Content starts

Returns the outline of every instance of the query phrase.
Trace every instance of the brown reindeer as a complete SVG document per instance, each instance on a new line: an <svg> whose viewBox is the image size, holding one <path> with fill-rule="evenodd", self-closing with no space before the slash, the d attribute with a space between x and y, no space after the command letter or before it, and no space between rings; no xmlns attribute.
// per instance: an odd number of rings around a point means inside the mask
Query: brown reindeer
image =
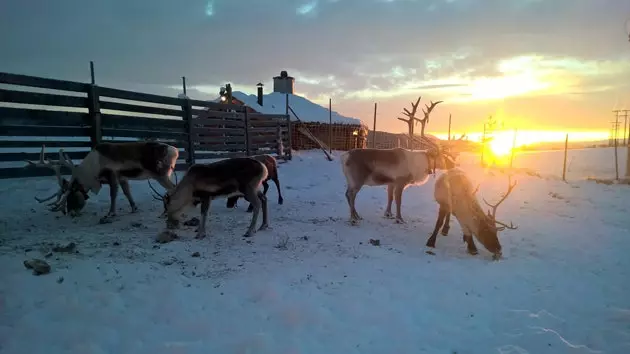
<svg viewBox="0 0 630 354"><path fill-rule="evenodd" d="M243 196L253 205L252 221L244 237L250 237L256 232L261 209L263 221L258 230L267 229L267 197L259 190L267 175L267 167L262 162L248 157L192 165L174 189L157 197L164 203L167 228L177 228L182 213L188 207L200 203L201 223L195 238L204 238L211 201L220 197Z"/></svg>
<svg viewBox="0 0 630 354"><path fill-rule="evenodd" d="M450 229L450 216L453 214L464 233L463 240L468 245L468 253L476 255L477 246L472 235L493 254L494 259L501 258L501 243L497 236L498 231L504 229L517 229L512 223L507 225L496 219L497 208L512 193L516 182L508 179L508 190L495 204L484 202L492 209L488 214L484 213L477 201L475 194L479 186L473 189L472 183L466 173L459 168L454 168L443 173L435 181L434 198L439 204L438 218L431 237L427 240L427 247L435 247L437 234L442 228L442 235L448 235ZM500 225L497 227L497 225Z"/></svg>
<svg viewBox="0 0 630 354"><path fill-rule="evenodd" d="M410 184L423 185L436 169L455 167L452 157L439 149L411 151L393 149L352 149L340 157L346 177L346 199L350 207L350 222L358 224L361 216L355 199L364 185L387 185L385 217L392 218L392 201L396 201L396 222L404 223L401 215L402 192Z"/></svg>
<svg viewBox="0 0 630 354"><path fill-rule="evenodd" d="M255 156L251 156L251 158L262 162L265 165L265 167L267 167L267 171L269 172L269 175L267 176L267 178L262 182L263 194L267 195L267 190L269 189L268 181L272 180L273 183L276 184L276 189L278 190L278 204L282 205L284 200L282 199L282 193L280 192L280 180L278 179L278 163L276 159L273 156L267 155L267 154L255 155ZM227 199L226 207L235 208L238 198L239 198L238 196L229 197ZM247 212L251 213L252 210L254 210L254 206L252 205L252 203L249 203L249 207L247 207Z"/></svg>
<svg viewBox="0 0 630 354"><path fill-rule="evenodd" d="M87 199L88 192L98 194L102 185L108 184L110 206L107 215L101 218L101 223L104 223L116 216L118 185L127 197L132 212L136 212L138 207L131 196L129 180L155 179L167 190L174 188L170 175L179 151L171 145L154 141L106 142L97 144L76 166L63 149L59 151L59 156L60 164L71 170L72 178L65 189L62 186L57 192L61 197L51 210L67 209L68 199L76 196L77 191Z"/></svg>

Content ends

**TASK ITEM**. Write out, from the lines above, only those from the line with "inside the mask" to the line with "Query: brown reindeer", exactly as given, including the first and the last.

**EXPECTED ANSWER**.
// per instance: an odd number of rings around a point means inside the mask
Query: brown reindeer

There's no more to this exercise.